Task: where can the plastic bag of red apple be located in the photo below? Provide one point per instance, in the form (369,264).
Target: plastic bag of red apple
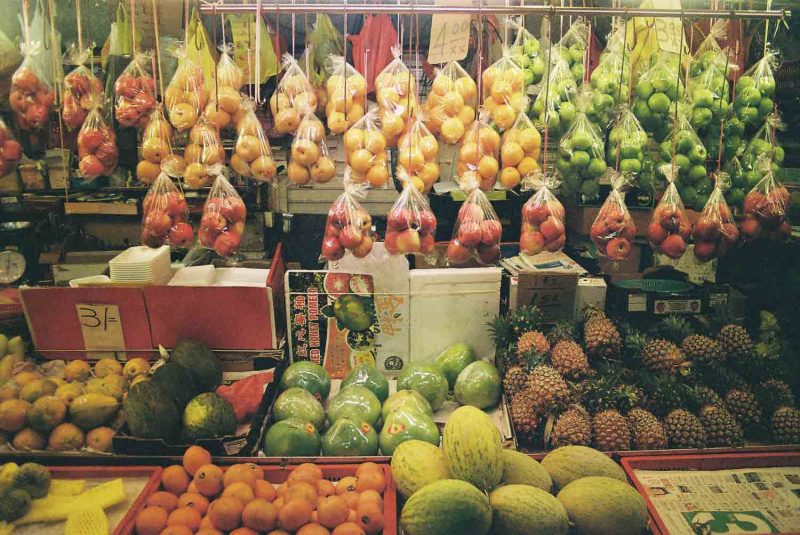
(669,229)
(765,209)
(81,89)
(451,103)
(365,152)
(347,95)
(135,93)
(32,95)
(542,217)
(202,154)
(222,223)
(97,145)
(156,150)
(411,224)
(252,155)
(309,159)
(294,97)
(613,230)
(476,232)
(165,215)
(349,225)
(715,230)
(417,155)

========================================================================

#### Given request
Pictures are to be left out; repeat all the remaining data exactly.

#### Result
Task: where can the plastic bag of red apple be located in the photo below? Provide one point per instance, in the form (369,264).
Target: plastic bag of red apple
(669,229)
(765,209)
(81,89)
(451,103)
(365,152)
(347,95)
(135,93)
(32,95)
(542,217)
(202,154)
(222,223)
(97,145)
(156,150)
(411,224)
(252,155)
(309,159)
(294,97)
(613,230)
(476,232)
(165,215)
(349,225)
(715,230)
(417,155)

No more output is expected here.